---------- EXTRACTED INFORMATION ----------

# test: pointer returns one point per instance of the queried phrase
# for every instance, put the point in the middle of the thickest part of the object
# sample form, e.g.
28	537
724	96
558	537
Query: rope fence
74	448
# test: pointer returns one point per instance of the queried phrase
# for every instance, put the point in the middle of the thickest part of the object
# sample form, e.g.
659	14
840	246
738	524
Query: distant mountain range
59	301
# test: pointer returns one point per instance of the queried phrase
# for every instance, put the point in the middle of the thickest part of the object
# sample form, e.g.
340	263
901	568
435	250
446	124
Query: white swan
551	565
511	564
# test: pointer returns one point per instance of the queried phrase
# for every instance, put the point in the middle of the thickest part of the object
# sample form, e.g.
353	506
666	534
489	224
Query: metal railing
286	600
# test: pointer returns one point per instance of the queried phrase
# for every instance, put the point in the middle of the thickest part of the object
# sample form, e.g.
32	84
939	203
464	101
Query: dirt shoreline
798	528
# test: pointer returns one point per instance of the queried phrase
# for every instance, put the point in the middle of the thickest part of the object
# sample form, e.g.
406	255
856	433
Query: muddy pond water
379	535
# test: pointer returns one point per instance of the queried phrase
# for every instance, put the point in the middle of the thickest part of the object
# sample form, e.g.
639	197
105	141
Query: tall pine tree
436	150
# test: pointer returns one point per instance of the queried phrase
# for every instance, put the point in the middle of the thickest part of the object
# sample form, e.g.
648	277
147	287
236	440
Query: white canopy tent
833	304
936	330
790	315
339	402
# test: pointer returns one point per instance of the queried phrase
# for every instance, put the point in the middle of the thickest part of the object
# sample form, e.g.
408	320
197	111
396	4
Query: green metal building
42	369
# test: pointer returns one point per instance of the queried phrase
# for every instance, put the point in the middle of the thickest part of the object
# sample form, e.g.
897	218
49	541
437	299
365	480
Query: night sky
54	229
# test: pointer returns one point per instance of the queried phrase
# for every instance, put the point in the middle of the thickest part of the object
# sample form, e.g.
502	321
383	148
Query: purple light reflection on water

----------

TASK BRIEF:
Word for word, quote all of the data above.

EXERCISE OUTPUT:
# test: pointer returns one point per instance of the queried phrase
# for every instance, put the point in the middle of the thickest part of the object
# sample form, e.g.
28	537
724	96
558	537
Query: rope fence
74	448
# test: pointer returns one point per instance of the queried phrase
# for every instance, put the point in the middle of the thickest part of the object
# sample form, e.g.
659	14
840	246
738	524
Query: distant mountain range
59	301
# test: pointer returns one point per instance of the queried phrase
# for every instance, put the point in the middle of the thickest part of the object
# sample form, e.g.
340	263
901	568
435	250
446	124
Query: white swan
551	565
511	564
# test: pointer returns one point per instance of the queried phrase
# for every instance, put the point in the middle of the thickest part of the object
# sample form, e.g.
353	506
666	534
489	224
Query: metal railing
286	600
# test: pointer returns one point per instance of the queried phrase
# for every instance, put the point in the middle of the thickest part of the object
# sample form, e.g.
32	84
939	203
464	101
Query: dirt shoreline
798	528
# test: pointer returns one point per instance of the queried phrase
# for every instance, put the point in the middle of the thickest part of the object
# sample form, e.g.
406	255
856	433
Query: muddy pond water
379	535
# test: pointer returns one point per instance of the queried phrase
# for every instance, put the point in the middle of the thickest part of the object
# sample form, e.g.
639	197
105	141
Query: tall pine tree
436	150
# test: pointer returns one point per instance of the queried phrase
# for every instance, put the point in the middle of the thickest part of the object
# sample form, e.g.
648	277
147	287
236	440
Query: white canopy tent
833	304
936	330
790	315
339	402
# test: pointer returns one point per instance of the queried phrase
# for every instance, put the point in the middle of the thickest part of the object
# sample form, e.g.
408	320
197	111
396	4
Query: green metal building
42	369
# test: pointer returns one point per instance of the queried phrase
# for every instance, put the point in the middle of the thickest part of the object
# sample form, e.g.
897	218
49	541
437	299
365	480
Query: night sky
54	229
# test: pointer returns one point per instance of the queried phrase
# for every instance, put the point in the middle of the thickest part of the object
# sample form, e.g.
502	321
383	148
Query: purple light reflection on water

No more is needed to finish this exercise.